Reproduzca fielmente las líneas que se encuentran a continuación, comenzando por la que contiene "Would you mind indicating the forest" y terminando con la última de los datos registrados, ambas incluidas.
________
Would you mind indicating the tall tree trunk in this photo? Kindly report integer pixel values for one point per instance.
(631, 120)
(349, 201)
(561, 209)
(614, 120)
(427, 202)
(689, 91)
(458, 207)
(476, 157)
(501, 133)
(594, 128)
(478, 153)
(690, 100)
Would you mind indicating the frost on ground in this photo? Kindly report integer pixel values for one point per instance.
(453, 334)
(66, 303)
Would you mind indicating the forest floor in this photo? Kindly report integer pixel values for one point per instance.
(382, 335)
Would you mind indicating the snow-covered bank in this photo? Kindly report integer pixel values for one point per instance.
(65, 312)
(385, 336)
________
RESULTADO FINAL:
Would you mind indicating the forest floor in this photo? Kindly report integer pixel values for one point per instance.
(382, 335)
Would you mind indicating the snow-covered bank in this photo? Kindly report integer pixel values for one point per instance.
(65, 312)
(385, 336)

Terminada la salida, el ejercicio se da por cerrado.